§ **Document extract**:
[Start of Attachment]
No work has been done to assess how much extra capacity is needed at the hospital and GP services to accommodate a population of 100,000.

Douglas North MHK David Ashford asked ministers about provision for an extra 17,000 people by 2050.

He questioned health minister Lawrie Hooper, asking what assessment has been undertaken of the additional GP services which would be required to support the population increase.

The minister said no specific work has yet been done to determine the additional GP and hospital services that may be required.

He said: ‘In the department work has started on our estate strategy, which will include the buildings that health and care services operate from, their use, capacity and condition in the context of the economic strategy.’

Mr Ashford cited the Sir Jonathan Michael independent review completed in 2019, which led to the setting up of Manx Care.

In the report, its author states that based on a population growth to 100,352, which was the high population forecast by 2035/36, it would require an increase in GP appointments by 17.7%.

Mr Hooper said: ‘That review document is very high level by necessity and makes a lot of assumptions.

‘Some of the forecasts there were around a no change scenario in terms of if the transformation programme was not being delivered and was not successfully altering the demographic patient profile of the island.
[End of Attachment]
Dataset items
[Start of Attachment]
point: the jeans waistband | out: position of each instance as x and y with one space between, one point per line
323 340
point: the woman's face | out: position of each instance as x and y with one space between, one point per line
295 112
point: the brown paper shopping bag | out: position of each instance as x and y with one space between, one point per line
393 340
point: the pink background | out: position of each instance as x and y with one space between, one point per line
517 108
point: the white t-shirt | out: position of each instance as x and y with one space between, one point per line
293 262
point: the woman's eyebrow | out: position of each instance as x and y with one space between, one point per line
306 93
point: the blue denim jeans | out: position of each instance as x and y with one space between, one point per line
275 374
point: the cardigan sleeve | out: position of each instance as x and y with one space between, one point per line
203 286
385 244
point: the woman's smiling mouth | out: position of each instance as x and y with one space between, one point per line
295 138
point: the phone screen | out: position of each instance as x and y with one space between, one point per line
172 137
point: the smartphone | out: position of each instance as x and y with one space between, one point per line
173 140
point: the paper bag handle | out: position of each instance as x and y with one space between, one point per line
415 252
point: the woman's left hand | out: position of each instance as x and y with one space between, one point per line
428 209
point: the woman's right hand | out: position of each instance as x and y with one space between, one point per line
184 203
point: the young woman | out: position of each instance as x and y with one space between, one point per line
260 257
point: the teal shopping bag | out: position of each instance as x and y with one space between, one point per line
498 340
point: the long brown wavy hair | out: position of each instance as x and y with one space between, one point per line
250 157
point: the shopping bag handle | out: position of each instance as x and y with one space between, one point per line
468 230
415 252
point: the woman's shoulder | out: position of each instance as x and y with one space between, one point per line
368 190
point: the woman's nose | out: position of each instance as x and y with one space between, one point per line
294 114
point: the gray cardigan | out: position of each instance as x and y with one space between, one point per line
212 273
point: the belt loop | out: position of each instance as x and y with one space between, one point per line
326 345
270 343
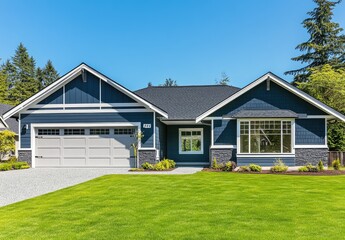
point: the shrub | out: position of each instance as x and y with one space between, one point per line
5 166
255 168
320 165
336 164
279 166
147 166
13 159
160 166
303 169
244 169
229 166
20 165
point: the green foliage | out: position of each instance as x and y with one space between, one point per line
336 164
327 84
5 166
244 169
279 166
147 166
7 143
255 168
216 165
229 166
19 78
320 165
169 83
325 45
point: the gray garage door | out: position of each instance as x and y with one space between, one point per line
84 147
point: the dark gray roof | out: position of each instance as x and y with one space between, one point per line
186 102
264 114
11 122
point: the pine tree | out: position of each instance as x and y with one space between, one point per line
25 83
49 74
326 44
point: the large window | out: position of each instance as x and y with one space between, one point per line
265 136
191 141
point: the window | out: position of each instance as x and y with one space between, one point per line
124 131
99 131
48 132
191 141
74 131
265 136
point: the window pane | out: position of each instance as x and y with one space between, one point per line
244 139
196 144
287 143
185 145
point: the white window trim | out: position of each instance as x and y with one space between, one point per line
202 140
265 154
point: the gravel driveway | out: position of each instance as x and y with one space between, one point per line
19 185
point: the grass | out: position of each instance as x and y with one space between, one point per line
206 205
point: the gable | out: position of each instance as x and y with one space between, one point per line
259 98
78 91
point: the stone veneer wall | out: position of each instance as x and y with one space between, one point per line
147 156
25 156
311 155
223 155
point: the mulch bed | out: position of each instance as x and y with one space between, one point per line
322 173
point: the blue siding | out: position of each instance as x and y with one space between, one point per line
260 99
54 98
78 91
143 117
112 95
310 132
173 145
161 139
224 132
264 162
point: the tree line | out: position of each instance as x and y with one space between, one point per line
20 78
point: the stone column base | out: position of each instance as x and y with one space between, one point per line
25 156
222 155
147 156
304 156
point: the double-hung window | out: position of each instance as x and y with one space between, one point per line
191 141
265 136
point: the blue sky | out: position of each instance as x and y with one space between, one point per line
136 42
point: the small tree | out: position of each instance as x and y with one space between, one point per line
138 136
7 143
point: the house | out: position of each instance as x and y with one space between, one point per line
10 124
85 119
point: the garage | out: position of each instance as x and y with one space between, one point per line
84 147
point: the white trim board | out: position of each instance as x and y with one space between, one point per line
70 76
281 83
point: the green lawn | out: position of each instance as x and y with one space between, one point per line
200 206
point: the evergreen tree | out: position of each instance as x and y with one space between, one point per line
48 74
326 44
169 83
224 79
25 83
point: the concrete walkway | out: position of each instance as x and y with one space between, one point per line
18 185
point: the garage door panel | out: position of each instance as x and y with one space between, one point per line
74 162
75 142
99 161
99 142
74 152
48 142
47 162
48 152
112 150
101 151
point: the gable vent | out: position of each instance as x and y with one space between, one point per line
83 75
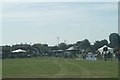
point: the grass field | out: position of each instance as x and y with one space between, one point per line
47 67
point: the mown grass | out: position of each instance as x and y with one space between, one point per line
47 67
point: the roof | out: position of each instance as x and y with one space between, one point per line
18 50
72 49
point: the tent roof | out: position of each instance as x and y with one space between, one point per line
103 47
72 48
18 50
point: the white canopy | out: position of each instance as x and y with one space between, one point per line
18 50
109 49
71 48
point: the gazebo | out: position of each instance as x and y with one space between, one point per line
73 51
18 53
109 49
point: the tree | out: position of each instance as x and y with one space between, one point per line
114 39
63 46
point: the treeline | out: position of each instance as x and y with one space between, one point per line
114 42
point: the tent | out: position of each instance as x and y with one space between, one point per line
18 51
109 49
72 49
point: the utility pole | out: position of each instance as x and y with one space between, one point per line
58 41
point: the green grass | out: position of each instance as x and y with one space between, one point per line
46 67
0 68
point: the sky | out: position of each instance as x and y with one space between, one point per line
43 22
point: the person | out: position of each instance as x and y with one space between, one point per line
99 55
106 56
110 56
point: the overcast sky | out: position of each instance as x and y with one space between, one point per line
71 21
[End of Attachment]
Duplicate the full article on GP and hospital capacity for a larger population, with no changes. These records were drawn from a separate source.

§ **Response area**:
No work has been done to assess how much extra capacity is needed at the hospital and GP services to accommodate a population of 100,000.

Douglas North MHK David Ashford asked ministers about provision for an extra 17,000 people by 2050.

He questioned health minister Lawrie Hooper, asking what assessment has been undertaken of the additional GP services which would be required to support the population increase.

The minister said no specific work has yet been done to determine the additional GP and hospital services that may be required.

He said: ‘In the department work has started on our estate strategy, which will include the buildings that health and care services operate from, their use, capacity and condition in the context of the economic strategy.’

Mr Ashford cited the Sir Jonathan Michael independent review completed in 2019, which led to the setting up of Manx Care.

In the report, its author states that based on a population growth to 100,352, which was the high population forecast by 2035/36, it would require an increase in GP appointments by 17.7%.

Mr Hooper said: ‘That review document is very high level by necessity and makes a lot of assumptions.

‘Some of the forecasts there were around a no change scenario in terms of if the transformation programme was not being delivered and was not successfully altering the demographic patient profile of the island.